Things to do:
1 – According to the Apache Beam tutorial, what is the Google Cloud Storage bucket meant to serve as?
2 – Continue the Apache Beam tutorial from where it stops.

Quoted passage:
Scroll down to the run() method, where the body of the pipeline is defined. It currently looks as follows:

pipeline.apply("ReadFromGCS", TextIO.read().from(input)) .apply("ParseJson", ParDo.of(new JsonToCommonLog())) .apply("WriteToBQ", BigQueryIO.<CommonLog>write().to(output).useBeamSchema() .withWriteDisposition(BigQueryIO.Write.WriteDisposition.WRITE_TRUNCATE) .withCreateDisposition(BigQueryIO.Write.CreateDisposition.CREATE_IF_NEEDED));

Modify this code by adding a new branching transform that writes to Cloud Storage using TextIO.write() before each element is converted from Json to <CommonLog>.

If you get stuck in this or later sections, refer to the solution, which can be found in the training-data-analyst file

First, why schemas?

Schemas provide us a type-system for Beam records that is independent of any specific programming-language type. There might be multiple Java classes that all have the same schema (for example a Protocol-Buffer class or a POJO class), and Beam will allow us to seamlessly convert between these types. Schemas also provide a simple way to reason about types across different programming-language APIs.

A PCollection with a schema does not need to have a Coder specified, as Beam knows how to encode and decode Schema rows. Beam uses a special coder to encode schema types. Before the introduction of the Schema API, Beam would have to know how to encode all objects in the pipeline.

Task 2. Filter data by field

At the moment, the new pipeline doesn’t actually consume less resources, since all data are being stored twice. To start improving resource consumption, we need to reduce the amount of duplicated data. The Google Cloud Storage bucket is intended to function as archival and backup storage, so it’s important that all data be stored there. However, not all data needs to be sent to BigQuery.

Let’s assume that data analysts often look at what resources users access on the website, and how those access patterns differ as a function of geography and time. Only a subset of the fields would be necessary.

While you could write a DoFn that transforms each object and only returns a subset of the fields, Apache Beam provides a rich variety of relational transforms for PCollections that have a schema. The fact that each record is composed of named fields allows for simple and readable aggregations that reference fields by name, similar to the aggregations in a SQL expression.

Select and DropFields are two of these transforms:

PCollection<MyClass> pCollection = ...; pCollection.apply("SelectUserState", Select.fieldNames("state")));

PCollection<MyClass> pCollection = ...; pCollection.apply("DropPII", DropFields.fields("ssn", "state"));

Important: Each of these examples will return PCollection<Row> instead of PCollection<MyClass>. The Row class can support any schema and can be considered a generic schematized object. Any PCollection with a schema can be cast as a PCollection of rows.

Both of the above transforms will not return a full CommonLog object, since fields are being removed, and the transform will thus revert to returning a Row. While you could create a new named schema or register an intermediate POJO schema, it's easier to just use Row for the time being.

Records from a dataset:
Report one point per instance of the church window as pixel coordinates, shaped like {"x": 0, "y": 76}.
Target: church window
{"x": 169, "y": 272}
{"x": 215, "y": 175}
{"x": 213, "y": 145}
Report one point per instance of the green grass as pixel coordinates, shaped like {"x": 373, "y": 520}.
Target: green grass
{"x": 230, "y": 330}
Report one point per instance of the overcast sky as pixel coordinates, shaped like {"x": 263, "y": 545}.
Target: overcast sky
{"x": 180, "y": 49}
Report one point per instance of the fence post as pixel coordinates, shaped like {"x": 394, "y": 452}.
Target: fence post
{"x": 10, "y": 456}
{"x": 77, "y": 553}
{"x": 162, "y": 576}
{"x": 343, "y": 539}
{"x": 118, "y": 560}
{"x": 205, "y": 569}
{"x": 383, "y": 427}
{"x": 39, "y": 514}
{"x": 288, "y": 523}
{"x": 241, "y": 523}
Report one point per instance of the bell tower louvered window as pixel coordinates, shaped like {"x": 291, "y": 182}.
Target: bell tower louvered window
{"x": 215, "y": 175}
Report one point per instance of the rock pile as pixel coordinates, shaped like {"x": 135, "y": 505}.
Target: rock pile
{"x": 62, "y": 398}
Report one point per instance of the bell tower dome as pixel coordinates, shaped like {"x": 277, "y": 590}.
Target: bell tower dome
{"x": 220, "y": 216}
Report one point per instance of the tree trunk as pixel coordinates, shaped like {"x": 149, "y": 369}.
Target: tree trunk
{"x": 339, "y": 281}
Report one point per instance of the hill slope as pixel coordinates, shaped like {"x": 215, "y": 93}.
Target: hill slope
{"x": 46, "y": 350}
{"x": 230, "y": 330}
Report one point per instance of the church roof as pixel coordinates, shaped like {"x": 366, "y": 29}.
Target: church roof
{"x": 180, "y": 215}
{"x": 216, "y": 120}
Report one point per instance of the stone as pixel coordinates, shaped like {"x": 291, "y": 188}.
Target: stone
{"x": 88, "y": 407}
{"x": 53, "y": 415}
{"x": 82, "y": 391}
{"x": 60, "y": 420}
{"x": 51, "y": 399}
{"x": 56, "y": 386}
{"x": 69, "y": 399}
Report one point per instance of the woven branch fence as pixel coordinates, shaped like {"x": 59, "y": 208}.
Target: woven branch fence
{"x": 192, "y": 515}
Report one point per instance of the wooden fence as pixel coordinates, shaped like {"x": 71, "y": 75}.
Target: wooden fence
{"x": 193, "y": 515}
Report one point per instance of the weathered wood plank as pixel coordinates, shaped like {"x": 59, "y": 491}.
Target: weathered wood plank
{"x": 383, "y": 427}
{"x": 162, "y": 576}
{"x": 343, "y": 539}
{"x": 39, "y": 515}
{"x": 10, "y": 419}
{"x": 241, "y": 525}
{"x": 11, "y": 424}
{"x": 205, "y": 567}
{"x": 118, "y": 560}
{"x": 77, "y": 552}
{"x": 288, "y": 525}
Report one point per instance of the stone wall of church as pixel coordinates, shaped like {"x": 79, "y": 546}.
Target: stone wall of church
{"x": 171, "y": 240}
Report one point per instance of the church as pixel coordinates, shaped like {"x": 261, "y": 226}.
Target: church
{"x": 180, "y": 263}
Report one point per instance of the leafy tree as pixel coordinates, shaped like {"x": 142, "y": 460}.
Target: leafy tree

Expected responses:
1 – It is meant to serve as archival and backup storage, so all data should be stored there.

2 –
To complete this task, add the following imports and change the set of fields that are saved in BigQuery so that only those analysts intend to use are sent by adding one of these transforms to the pipeline.

import org.apache.beam.sdk.values.Row; import org.apache.beam.sdk.schemas.transforms.Select; import org.apache.beam.sdk.schemas.transforms.DropFields;

Remember: If you already have the BigQueryIO.<CommonLog>write() method chained, you will need to change it to <Row> because of the new type.

Task 3. Filter data by element

There are many ways of filtering in Apache Beam. The previous task demonstrated one method: using a Schema Transform. In this implementation, you filtered out parts of each element, resulting in a new Row object with a schema and a subset of the fields remaining. You can just as easily be used to filter out entire elements, as in the example below:

purchases.apply(Filter.<MyObject>create() .whereFieldName(“costCents”, (Long c) -> c > 100 * 20) .whereFieldName(“shippingAddress.country”, (String c) -> c.equals(“de”));

Note: This Filter transform, org.apache.beam.sdk.schemas.transforms.Filter, is not to be confused with the older, non-schema Filter Function org.apache.beam.sdk.transforms.Filter

To complete this task, first, add the below import statements to your code and then add a Filter transform to the pipeline. You may filter on whatever criteria you wish. You may need to add type hints to your lambda function, i.e. (Integer c) -> c > 100.

import org.apache.beam.sdk.schemas.transforms.Filter;

Task 4. Adding custom command-line parameters

The pipeline currently has a number of parameters hard-coded into it, including the path to the input and the location of the table in BigQuery. However, the pipeline would be more useful if it could read any json file in Cloud Storage. Adding this feature requires adding to the set of command-line parameters.

The pipeline currently uses a PipelineOptionsFactory to generate an instance of a custom class called Options, but this class doesn’t change anything from the PipelineOptions class, so it is effectively an instance of PipelineOptions:

public interface Options extends PipelineOptions { } public static void main(String[] args) { Options options = PipelineOptionsFactory.fromArgs(args).withValidation().as(Options.class); run(options); }

The PipelineOptions class interprets command-line arguments that follow the format:

--<option>=<value>

However, it is a small set of predefined parameters; you can see the get- functions here.

To add a custom parameter, do two things.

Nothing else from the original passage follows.